==== Extrait du texte

Alors que ce sont traditionnellement des mauvaises nouvelles qui servent de catalyseur à une baisse des marchés, ce n’est pas le cas aujourd’hui. Ce sont les bons chiffres du marché de l’emploi américain qui ont servi de prétexte à la correction.
L’économie toujours bien orientée. Si cette baisse des marchés, accompagnée d’une remontée de la volatilité, peut inquiéter certains investisseurs, de nombreux gérants restent rassurés – et rassurants –, arguant qu’elle n’est pas la conséquence d’une déception sur les chiffres macroéconomiques. Au contraire. Au mois de janvier, le Fonds monétaire international (FMI) a ainsi revu ses prévisions de croissance à la hausse, à un taux de 3,9% pour 2018, « le plus élevé de ces sept dernières années », constate Timothy Lintern, stratégiste multi-asset solutions chez JPMorgan AM, qui souligne en outre que les deux premières économies mondiales, la Chine et les Etats-Unis, ont affiché « des chiffres de croissance impressionnants » au quatrième trimestre 2017. Malgré les tensions sur les marchés au début du mois de février, Pascale Auclair, la présidente de La Française Asset Management, estime toujours que « pour 2018 l’ensemble des fondamentaux aussi bien macroéconomiques que microéconomiques restent bien orientés ».
Cette bonne tenue de l’économie a été, aux Etats-Unis notamment, accompagnée d’une révision à la hausse des profits des entreprises. « Les attentes concernant le bénéfice par l’indice S&P 500 sont passées de 145 dollars mi-décembre à 156 dollars aujourd’hui, et 179 pour 2019. De ce fait, le PER 2018 des actions américaines est désormais de 17,7 et celui de 2019 de 16, ce qui reste plutôt dans ses normes historiques élevées, mais pas excessives », observait Jean-Marie Mercadal, directeur général délégué en charge des gestions d’OFI AM, au début du mois de février.
Pour la zone euro, pas non plus de crainte à avoir du côté de la croissance. A la fin janvier, les premières estimations d’Eurostat, l’office de statistique de l’Union européenne, font état d’une croissance de 2,5% pour la zone euro, la plus dynamique depuis les 3% observés en 2007. « Le rebond de la croissance [de la zone euro] est extraordinaire et généralisé, déclarait Kommer van Trigt, responsable de l’équipe Global Fixed Income Macro de Robeco, juste après la publication de ces chiffres. Elle est désormais égale à celle des Etats-Unis, et les indicateurs de confiance des producteurs se situent à des niveaux historiques. L’embellie régulière au sein des pays et des secteurs est de bon augure pour l’activité économique en 2018. » Les estimations à mi-février, d’une croissance à 2,7%, confortent cet optimisme.

========
==== Matériel recueilli

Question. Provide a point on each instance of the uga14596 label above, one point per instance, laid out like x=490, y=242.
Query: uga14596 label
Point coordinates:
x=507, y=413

========

> _Exercice 1_
D'après l'extrait sur la conjoncture économique, à quel taux le FMI a-t-il porté sa prévision de croissance pour 2018 ?
> _Exercice 2_
Prolongez l'extrait sur la conjoncture économique à la suite de sa dernière phrase.

> _Réponse attendue 1_
Le FMI a relevé sa prévision de croissance pour 2018 à 3,9%.

> _Réponse attendue 2_
Tensions sur les taux. Si tout va pour le mieux sur le plan macroéconomique, comment expliquer alors ce brusque retournement des marchés ? Le catalyseur est venu – comme souvent – des Etats-Unis. Au tout début du mois de février, la publication des chiffres de l’emploi américain a brusquement fait prendre conscience que la situation du pays pouvait s’emballer. « Ce qui a surpris les investisseurs n’est pas le nombre de créations d’emplois, plutôt conforme aux attentes, mais les chiffres de l’inflation salariale, de 2,9%, bien supérieurs aux attentes », explique Pascale Auclair. Les marchés de taux ont vu dans ces chiffres les premiers signes d’une inflation des salaires plus forte qu’attendu, ce qui a eu comme conséquence de faire immédiatement remonter les taux, les opérateurs craignant une réaction de la Banque centrale.
Le taux à dix ans américain est ainsi passé de 2,4% à 2,88% depuis le début de l’année. Par contagion, les taux européens ont suivi le mouvement, le taux à dix ans allemand passant de 0,42% à 0,77% pendant cette période, et l’OAT française de 0,78% à 1,01%, ce qui a, mécaniquement, provoqué une baisse des actions des deux côtés de l’Atlantique. Car cette hausse des taux a un effet immédiat sur la valorisation des actions, rend l’arbitrage entre actions et produits de taux plus favorable à ces derniers et, à plus long terme, une hausse des taux entraîne un coût de financement plus élevé pour les entreprises.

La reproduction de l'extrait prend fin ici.